Directive ->
Rewrite the listing, starting at its first line and ending at the line containing "[30,30,40,58]", with "utility pole" replaced by "telephone pole" and everything else unchanged. Omit the pictures from your answer.

#### Extracted information

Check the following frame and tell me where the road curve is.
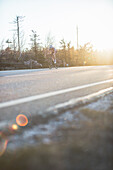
[0,66,113,120]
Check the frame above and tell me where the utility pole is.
[76,25,78,50]
[16,16,21,57]
[13,16,24,58]
[30,30,40,58]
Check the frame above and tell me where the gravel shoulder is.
[0,93,113,170]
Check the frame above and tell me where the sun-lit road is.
[0,66,113,121]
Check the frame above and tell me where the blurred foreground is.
[0,94,113,170]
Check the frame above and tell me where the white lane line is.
[0,79,113,108]
[47,87,113,111]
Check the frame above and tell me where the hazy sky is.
[0,0,113,50]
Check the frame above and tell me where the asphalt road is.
[0,66,113,121]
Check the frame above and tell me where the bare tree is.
[45,32,55,48]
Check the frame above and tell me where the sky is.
[0,0,113,50]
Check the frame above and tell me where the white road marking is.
[0,79,113,108]
[47,87,113,111]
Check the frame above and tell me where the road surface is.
[0,66,113,122]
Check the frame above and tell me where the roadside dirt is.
[0,94,113,170]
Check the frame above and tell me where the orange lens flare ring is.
[16,114,28,126]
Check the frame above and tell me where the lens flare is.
[16,114,28,126]
[0,132,8,156]
[11,124,18,130]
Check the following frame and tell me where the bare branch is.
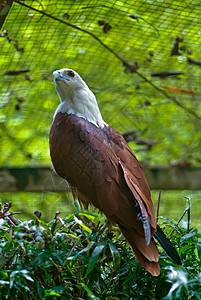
[15,0,201,120]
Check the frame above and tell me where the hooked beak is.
[53,70,70,81]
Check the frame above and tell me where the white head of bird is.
[53,69,106,128]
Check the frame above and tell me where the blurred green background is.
[0,0,201,228]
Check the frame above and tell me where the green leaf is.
[0,280,10,285]
[80,282,100,300]
[4,231,12,241]
[108,242,121,270]
[180,232,197,243]
[74,216,92,233]
[84,243,106,277]
[198,238,201,258]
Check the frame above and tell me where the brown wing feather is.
[50,113,160,275]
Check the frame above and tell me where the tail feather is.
[119,224,160,276]
[154,225,182,265]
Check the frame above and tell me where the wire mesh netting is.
[0,0,201,165]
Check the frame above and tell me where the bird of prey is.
[49,69,181,276]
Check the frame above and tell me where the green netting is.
[0,0,201,166]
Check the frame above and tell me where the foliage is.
[0,211,201,300]
[0,0,201,166]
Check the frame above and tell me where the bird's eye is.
[68,71,75,77]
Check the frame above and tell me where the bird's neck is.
[54,87,105,128]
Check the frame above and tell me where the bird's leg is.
[99,219,119,235]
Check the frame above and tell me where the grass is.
[0,205,201,300]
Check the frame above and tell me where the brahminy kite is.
[49,69,181,276]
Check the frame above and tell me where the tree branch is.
[15,0,201,120]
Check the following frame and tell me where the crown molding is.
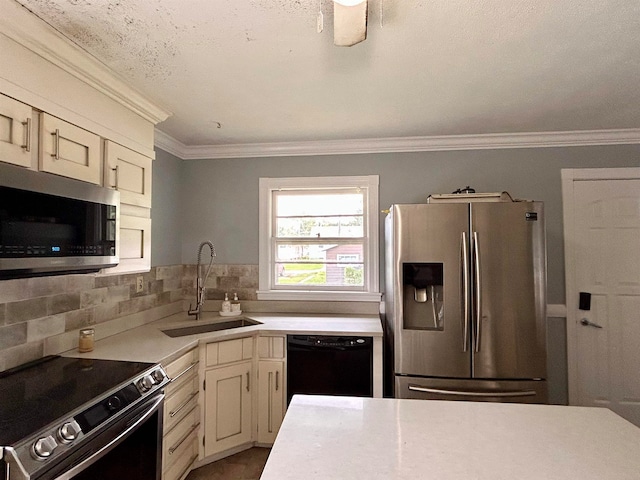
[155,128,640,160]
[0,0,171,124]
[153,127,188,160]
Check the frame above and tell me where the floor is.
[185,447,271,480]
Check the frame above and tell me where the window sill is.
[256,290,382,302]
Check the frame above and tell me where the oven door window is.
[37,395,164,480]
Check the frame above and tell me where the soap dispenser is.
[222,293,231,313]
[231,293,240,312]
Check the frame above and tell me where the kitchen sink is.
[162,318,262,338]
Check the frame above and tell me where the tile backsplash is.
[0,264,378,371]
[0,265,191,371]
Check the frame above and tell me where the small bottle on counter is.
[78,328,96,353]
[231,293,240,312]
[222,293,231,313]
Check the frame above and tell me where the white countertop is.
[64,312,382,363]
[260,395,640,480]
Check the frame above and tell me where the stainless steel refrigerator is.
[385,197,547,403]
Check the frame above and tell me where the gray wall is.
[169,145,640,304]
[151,150,183,267]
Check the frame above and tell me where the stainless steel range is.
[0,356,168,480]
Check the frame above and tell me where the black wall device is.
[578,292,591,310]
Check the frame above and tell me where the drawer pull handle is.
[169,392,198,418]
[169,422,200,455]
[169,362,198,382]
[176,455,198,478]
[22,118,31,152]
[111,165,118,190]
[51,128,60,160]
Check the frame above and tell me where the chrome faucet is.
[187,241,216,320]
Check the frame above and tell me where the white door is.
[562,168,640,426]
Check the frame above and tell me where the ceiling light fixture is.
[333,0,368,47]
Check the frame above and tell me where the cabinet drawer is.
[164,373,199,432]
[0,95,33,167]
[258,336,285,358]
[162,407,200,468]
[40,113,102,185]
[206,337,253,367]
[162,348,198,382]
[162,408,199,480]
[104,140,152,208]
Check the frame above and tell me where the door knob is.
[580,318,602,328]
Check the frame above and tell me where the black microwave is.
[0,163,120,279]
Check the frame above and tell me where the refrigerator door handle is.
[409,385,536,398]
[473,232,482,353]
[461,232,471,352]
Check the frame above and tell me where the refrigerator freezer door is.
[385,204,471,377]
[470,202,546,379]
[396,376,548,403]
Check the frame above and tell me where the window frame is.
[257,175,381,302]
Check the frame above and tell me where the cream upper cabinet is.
[39,113,102,185]
[104,140,153,208]
[0,94,33,167]
[104,216,151,273]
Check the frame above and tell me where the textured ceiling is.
[11,0,640,145]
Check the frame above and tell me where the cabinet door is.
[104,140,152,208]
[258,360,285,443]
[204,362,252,457]
[39,113,102,185]
[106,215,151,273]
[0,95,32,167]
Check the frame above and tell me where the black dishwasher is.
[287,335,373,405]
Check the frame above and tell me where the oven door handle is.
[55,393,164,480]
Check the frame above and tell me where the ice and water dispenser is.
[402,263,444,330]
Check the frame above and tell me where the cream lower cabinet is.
[258,335,287,444]
[258,360,286,444]
[202,337,254,457]
[162,349,200,480]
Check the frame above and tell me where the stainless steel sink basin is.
[162,318,262,338]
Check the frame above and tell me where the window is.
[258,175,380,301]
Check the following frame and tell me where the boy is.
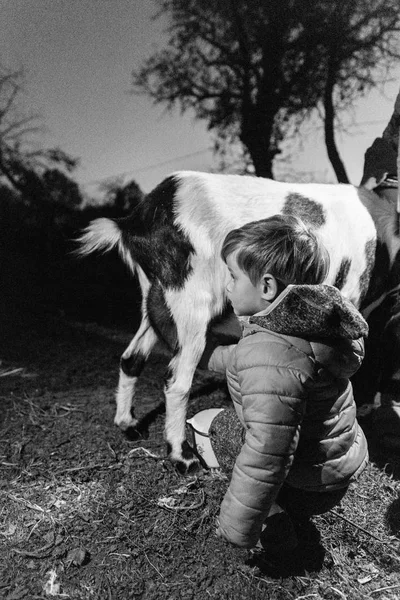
[202,215,368,554]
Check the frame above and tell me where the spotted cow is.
[79,171,395,472]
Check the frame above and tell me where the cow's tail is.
[74,217,135,273]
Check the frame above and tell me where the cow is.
[78,171,400,473]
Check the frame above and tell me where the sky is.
[0,0,400,194]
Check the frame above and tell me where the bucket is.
[186,408,224,469]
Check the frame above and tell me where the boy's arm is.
[219,340,307,548]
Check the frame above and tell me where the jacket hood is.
[249,284,368,340]
[244,284,368,377]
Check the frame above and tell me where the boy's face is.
[226,252,271,317]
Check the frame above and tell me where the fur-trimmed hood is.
[242,284,368,378]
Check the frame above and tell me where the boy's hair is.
[221,215,329,286]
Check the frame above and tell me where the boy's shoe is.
[257,511,299,557]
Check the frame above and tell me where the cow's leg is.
[374,298,400,453]
[114,314,157,431]
[164,282,219,474]
[114,266,157,431]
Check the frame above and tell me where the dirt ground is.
[0,298,400,600]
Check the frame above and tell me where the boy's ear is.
[261,273,279,302]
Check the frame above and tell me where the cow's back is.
[174,171,376,306]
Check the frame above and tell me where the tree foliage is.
[133,0,400,181]
[0,66,81,206]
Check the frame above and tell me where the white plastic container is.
[186,408,224,469]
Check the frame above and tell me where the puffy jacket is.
[208,285,368,547]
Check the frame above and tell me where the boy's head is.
[221,215,329,315]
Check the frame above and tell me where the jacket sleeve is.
[219,343,312,548]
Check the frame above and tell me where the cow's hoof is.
[167,440,202,475]
[114,416,139,431]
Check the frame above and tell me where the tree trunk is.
[324,65,350,183]
[240,121,279,179]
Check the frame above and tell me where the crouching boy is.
[201,215,368,554]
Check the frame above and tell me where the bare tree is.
[133,0,400,181]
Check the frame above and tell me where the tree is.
[0,66,77,201]
[100,176,144,214]
[133,0,400,181]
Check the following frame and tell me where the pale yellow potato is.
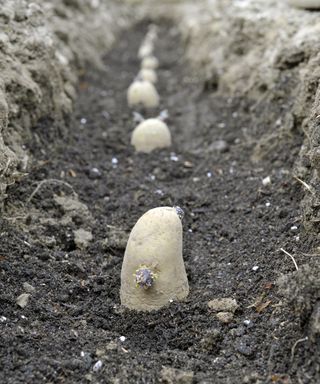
[138,68,158,84]
[141,56,159,69]
[131,119,171,153]
[120,207,189,311]
[127,80,160,108]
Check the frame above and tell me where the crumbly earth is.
[0,23,319,384]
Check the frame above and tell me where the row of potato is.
[120,26,189,311]
[127,25,171,153]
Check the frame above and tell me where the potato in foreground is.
[141,56,159,70]
[131,118,171,153]
[127,80,160,108]
[120,207,189,311]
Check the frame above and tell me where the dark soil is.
[0,23,319,384]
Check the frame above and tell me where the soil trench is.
[0,22,317,384]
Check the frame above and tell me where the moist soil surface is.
[0,22,317,384]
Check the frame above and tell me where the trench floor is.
[0,23,315,384]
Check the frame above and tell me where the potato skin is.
[131,119,171,153]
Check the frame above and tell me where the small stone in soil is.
[73,228,93,249]
[208,297,238,313]
[88,167,102,180]
[23,282,36,293]
[207,140,228,153]
[160,367,194,384]
[216,312,233,324]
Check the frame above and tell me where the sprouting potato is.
[131,118,171,153]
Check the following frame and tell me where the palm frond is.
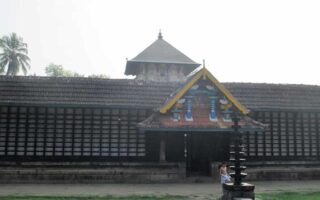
[0,33,30,75]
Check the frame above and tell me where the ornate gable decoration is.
[160,68,249,122]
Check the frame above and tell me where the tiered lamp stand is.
[222,116,254,200]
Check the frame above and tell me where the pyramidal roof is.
[125,32,200,75]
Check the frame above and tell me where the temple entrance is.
[186,133,230,176]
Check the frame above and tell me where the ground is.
[0,180,320,200]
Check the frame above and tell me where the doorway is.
[185,132,230,176]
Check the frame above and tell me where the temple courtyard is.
[0,180,320,200]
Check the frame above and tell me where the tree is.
[0,33,30,76]
[45,63,83,77]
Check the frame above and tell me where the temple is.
[0,33,320,182]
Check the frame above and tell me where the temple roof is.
[125,32,200,75]
[0,76,320,111]
[160,68,249,115]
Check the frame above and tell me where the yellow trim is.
[160,68,249,115]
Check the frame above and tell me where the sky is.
[0,0,320,85]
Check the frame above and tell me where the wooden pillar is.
[159,134,166,162]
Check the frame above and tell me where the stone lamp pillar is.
[222,115,254,200]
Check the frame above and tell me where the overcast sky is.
[0,0,320,85]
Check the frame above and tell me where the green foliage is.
[45,63,84,77]
[45,63,110,78]
[256,192,320,200]
[88,74,110,79]
[0,33,30,76]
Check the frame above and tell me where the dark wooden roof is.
[0,76,320,111]
[0,76,175,108]
[125,33,200,75]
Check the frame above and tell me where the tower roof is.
[125,32,200,75]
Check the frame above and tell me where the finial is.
[158,29,163,39]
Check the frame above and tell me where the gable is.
[159,68,249,115]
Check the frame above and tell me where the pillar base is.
[221,183,254,200]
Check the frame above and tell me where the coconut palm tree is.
[0,33,30,76]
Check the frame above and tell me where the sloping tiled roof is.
[0,76,320,111]
[125,36,200,75]
[224,83,320,111]
[0,76,176,108]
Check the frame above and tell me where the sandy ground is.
[0,180,320,199]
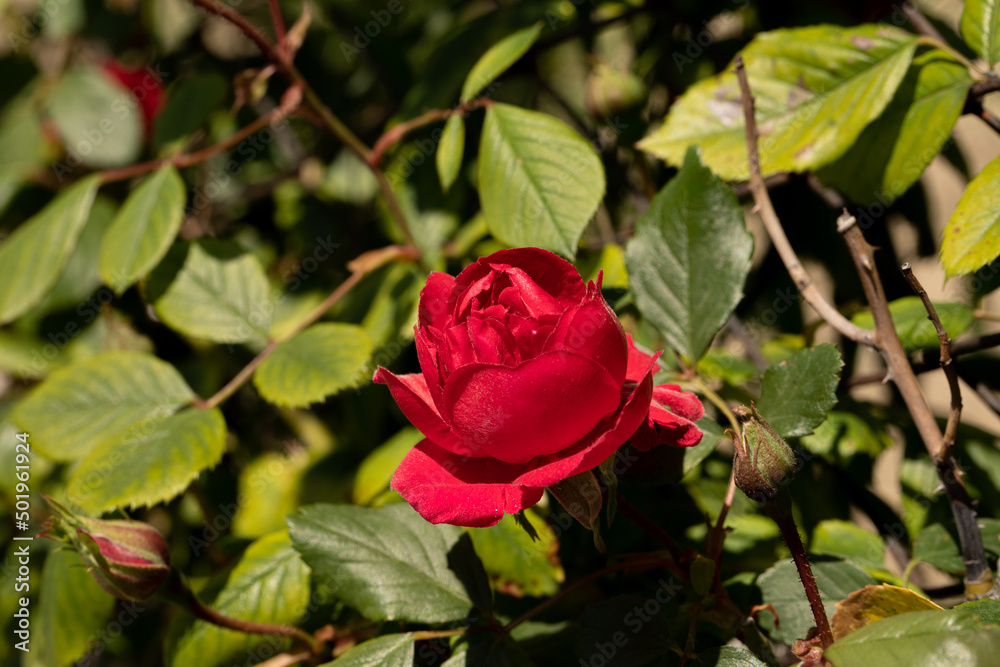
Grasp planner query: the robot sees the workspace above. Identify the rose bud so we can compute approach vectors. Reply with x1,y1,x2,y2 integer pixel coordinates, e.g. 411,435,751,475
41,497,170,600
374,248,700,526
727,403,796,502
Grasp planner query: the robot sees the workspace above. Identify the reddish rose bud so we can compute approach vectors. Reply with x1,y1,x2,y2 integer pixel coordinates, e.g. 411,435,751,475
41,496,170,600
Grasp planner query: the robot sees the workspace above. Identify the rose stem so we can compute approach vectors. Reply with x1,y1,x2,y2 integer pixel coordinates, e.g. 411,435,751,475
764,491,833,648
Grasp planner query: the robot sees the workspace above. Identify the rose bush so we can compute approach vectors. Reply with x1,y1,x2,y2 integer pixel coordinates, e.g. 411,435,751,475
374,248,702,526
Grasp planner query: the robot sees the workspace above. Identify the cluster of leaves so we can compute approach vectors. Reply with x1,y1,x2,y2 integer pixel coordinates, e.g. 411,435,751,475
0,0,1000,667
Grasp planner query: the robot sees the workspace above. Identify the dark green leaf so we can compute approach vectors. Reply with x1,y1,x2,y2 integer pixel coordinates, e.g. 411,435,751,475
14,352,193,461
757,559,877,648
153,74,230,148
851,296,975,352
288,504,492,623
155,243,274,343
817,49,972,206
625,150,753,360
166,531,309,667
639,24,916,180
322,633,413,667
434,114,465,192
253,322,372,407
824,610,1000,667
757,344,844,438
479,104,604,258
576,596,681,667
941,153,1000,277
466,509,566,597
0,175,100,324
101,165,187,294
49,67,143,169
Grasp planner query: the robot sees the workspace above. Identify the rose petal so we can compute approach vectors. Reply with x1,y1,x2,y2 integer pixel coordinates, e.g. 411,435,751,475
545,292,628,386
373,366,485,456
653,384,705,422
455,248,587,310
625,334,660,382
444,351,620,463
391,439,543,527
513,373,653,486
417,271,455,330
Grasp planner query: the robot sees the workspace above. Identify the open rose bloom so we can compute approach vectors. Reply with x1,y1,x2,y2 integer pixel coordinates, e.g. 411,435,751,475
375,248,703,526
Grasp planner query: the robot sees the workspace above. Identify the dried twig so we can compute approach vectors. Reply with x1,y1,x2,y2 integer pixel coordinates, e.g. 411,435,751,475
837,210,993,599
902,262,962,459
736,56,873,346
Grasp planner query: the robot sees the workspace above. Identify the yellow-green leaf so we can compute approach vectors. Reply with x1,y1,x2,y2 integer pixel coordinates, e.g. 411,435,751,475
101,164,185,294
0,174,100,324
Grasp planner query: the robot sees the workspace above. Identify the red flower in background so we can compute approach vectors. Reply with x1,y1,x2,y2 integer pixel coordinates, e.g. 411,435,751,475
104,59,166,137
374,248,701,526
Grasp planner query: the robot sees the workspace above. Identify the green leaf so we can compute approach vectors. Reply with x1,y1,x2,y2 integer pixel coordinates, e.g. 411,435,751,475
851,296,976,352
155,243,274,343
941,153,1000,277
625,150,753,360
466,509,566,597
66,408,226,514
958,0,1000,69
0,174,100,324
48,67,144,169
253,322,372,407
955,598,1000,625
14,352,194,461
153,74,230,148
639,24,916,180
351,426,422,506
321,632,413,667
288,504,492,623
28,542,115,667
697,646,768,667
824,610,1000,667
434,114,465,192
166,531,309,667
479,104,604,258
576,596,682,667
460,21,542,102
817,49,972,205
809,519,885,573
101,164,187,294
757,559,876,648
757,344,844,438
913,523,965,573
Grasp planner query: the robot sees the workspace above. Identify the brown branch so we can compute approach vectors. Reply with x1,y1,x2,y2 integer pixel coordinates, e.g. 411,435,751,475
267,0,286,51
101,89,301,184
902,262,962,460
367,97,493,169
184,0,427,256
837,211,993,599
736,55,874,346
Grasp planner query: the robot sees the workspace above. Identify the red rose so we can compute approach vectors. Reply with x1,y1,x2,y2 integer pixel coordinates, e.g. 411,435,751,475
374,248,700,526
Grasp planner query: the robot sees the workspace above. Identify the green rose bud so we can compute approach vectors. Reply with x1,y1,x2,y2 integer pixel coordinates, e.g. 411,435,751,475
727,403,796,503
42,496,170,600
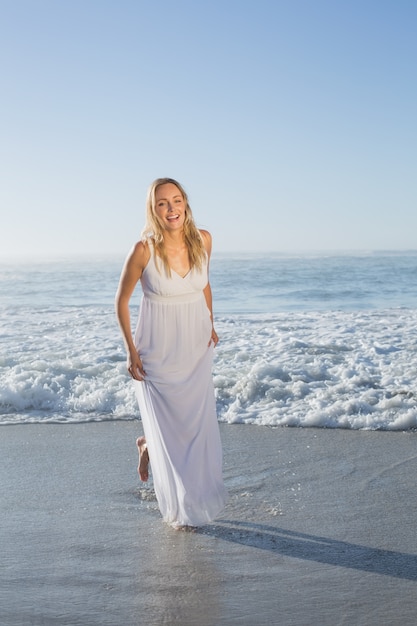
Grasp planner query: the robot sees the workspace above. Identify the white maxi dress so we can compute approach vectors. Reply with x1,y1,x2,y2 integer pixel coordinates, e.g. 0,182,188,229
134,245,226,526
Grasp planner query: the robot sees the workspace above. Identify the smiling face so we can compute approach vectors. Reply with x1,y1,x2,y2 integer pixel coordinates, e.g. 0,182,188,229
154,183,186,231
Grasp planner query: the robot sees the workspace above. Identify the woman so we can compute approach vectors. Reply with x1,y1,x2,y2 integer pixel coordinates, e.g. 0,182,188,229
116,178,226,527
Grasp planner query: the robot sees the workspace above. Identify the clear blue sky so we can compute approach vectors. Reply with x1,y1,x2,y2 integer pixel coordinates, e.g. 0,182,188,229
0,0,417,258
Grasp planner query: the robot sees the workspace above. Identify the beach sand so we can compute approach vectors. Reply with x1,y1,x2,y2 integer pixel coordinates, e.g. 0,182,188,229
0,422,417,626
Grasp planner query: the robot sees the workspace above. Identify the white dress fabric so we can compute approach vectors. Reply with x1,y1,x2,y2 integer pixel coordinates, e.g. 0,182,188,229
134,245,226,526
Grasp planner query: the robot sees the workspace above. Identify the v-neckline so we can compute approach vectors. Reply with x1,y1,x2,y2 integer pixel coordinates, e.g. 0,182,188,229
169,266,191,280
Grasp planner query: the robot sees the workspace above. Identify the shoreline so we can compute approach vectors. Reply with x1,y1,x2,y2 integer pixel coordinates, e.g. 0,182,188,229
0,421,417,626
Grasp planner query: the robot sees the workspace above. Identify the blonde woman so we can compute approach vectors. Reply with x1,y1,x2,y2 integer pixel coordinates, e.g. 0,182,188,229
116,178,226,527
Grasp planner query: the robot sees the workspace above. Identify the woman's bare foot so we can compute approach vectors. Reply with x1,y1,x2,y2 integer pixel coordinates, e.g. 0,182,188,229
136,437,149,483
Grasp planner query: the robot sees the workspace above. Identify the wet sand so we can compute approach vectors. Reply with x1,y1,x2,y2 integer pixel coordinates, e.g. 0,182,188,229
0,422,417,626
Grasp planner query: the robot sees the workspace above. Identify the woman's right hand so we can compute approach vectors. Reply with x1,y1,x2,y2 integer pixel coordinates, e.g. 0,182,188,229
127,349,146,381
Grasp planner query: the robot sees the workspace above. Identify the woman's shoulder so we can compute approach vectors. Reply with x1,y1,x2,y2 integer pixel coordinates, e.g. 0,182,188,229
130,239,151,268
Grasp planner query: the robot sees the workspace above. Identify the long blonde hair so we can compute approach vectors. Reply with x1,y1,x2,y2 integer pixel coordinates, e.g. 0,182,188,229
142,178,206,276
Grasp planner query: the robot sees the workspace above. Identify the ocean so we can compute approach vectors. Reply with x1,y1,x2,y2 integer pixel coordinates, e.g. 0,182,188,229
0,252,417,430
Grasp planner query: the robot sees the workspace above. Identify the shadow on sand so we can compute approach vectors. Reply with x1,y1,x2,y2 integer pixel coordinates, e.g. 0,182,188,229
199,520,417,581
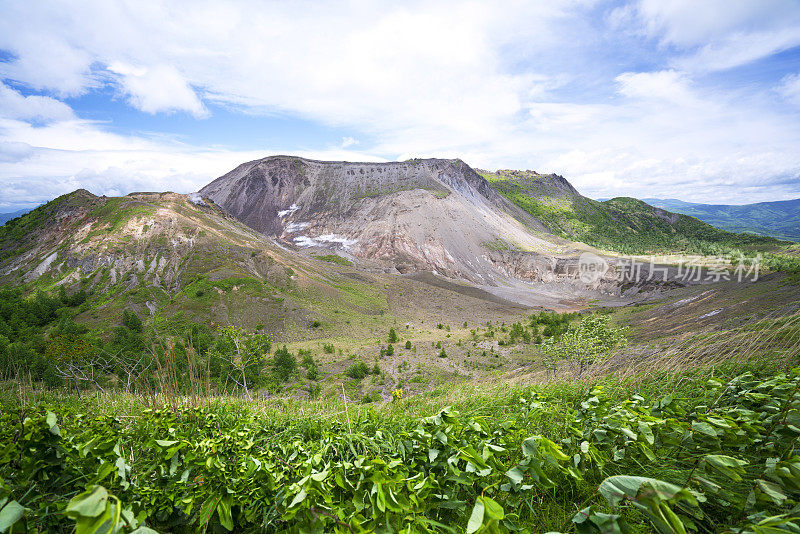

########

Exercise output ->
Check the following frame and tell me where the road curve is.
[0,66,113,120]
Check the frame above and tell me where the telephone pole is.
[76,25,78,50]
[16,16,21,57]
[13,16,24,58]
[30,30,40,58]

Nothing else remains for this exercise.